── Dataset entries ──

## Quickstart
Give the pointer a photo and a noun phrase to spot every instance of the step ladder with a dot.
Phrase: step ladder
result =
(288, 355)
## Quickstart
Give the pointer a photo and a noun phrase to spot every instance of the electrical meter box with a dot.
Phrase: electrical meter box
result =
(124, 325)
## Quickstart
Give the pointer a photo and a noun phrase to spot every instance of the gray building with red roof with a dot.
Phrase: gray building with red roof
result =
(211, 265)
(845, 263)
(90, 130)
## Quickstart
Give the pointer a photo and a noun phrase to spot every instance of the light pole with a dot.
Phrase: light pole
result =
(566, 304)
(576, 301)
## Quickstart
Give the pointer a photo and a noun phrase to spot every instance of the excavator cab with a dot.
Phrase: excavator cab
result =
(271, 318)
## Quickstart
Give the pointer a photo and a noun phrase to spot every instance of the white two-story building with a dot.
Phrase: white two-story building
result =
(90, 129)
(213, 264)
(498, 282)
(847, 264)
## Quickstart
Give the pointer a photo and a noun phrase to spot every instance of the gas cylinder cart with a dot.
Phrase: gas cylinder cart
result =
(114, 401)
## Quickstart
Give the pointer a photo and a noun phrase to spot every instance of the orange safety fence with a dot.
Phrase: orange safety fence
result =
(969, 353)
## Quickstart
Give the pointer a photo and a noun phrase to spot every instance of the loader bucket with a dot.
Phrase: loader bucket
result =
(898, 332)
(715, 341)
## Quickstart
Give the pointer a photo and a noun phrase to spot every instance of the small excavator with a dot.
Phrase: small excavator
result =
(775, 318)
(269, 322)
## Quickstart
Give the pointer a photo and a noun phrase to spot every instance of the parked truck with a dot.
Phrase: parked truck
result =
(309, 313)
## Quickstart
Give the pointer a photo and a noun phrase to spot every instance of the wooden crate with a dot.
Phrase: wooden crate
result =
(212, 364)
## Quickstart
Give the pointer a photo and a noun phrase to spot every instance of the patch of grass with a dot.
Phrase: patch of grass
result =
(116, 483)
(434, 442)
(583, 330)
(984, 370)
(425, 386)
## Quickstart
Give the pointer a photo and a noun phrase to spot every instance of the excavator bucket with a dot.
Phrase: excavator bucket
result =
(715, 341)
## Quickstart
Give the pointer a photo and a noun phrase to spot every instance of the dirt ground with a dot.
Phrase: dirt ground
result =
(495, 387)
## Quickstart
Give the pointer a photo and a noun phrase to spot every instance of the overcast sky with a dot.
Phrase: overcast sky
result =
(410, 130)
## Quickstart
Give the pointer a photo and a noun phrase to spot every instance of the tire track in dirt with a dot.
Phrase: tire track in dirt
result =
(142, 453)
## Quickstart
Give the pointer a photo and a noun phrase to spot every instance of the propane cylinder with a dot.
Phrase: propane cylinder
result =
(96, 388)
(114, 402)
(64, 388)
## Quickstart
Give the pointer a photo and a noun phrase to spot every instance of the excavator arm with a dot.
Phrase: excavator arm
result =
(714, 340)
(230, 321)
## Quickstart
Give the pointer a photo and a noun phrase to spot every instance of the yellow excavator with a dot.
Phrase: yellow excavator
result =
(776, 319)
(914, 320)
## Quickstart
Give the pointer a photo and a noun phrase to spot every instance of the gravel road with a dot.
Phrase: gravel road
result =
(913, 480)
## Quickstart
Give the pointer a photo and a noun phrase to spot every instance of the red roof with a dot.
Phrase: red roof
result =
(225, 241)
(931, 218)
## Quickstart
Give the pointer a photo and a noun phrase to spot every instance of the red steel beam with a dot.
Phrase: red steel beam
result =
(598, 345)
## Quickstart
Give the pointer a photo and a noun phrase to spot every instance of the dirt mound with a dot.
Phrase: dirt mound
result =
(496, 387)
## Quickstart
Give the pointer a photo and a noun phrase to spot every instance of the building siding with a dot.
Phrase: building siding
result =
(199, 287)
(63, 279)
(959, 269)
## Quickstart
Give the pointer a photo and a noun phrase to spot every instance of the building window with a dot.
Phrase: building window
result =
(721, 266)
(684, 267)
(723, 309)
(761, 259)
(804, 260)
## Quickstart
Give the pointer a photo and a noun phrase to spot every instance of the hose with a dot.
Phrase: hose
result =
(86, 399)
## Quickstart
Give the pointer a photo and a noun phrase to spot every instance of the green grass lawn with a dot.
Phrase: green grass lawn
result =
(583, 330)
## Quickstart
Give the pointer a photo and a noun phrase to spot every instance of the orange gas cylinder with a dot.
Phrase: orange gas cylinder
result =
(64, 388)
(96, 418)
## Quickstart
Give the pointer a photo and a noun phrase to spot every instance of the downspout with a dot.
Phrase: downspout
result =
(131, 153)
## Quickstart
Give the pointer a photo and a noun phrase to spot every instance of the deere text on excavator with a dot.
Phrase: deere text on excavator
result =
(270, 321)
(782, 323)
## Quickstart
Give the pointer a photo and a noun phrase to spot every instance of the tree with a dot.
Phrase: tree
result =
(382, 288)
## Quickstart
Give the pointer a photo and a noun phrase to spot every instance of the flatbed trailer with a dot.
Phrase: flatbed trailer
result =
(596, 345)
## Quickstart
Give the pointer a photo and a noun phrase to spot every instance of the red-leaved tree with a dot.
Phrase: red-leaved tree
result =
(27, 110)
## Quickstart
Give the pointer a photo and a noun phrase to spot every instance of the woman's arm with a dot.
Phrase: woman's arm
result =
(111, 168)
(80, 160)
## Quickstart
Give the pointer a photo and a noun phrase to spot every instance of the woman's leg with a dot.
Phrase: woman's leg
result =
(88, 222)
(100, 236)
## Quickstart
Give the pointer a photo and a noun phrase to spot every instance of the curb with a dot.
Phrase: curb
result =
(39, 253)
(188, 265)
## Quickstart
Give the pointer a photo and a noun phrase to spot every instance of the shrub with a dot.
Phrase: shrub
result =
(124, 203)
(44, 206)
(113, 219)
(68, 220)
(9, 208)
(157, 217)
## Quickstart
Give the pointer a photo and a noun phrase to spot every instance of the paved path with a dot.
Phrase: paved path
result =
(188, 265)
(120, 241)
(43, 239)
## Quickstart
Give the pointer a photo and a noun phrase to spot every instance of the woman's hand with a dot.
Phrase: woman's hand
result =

───

**What the exercise asks**
Please work out the number of lines in the listing that hold "tire". Nothing besides the number is wanted.

**Solution below**
2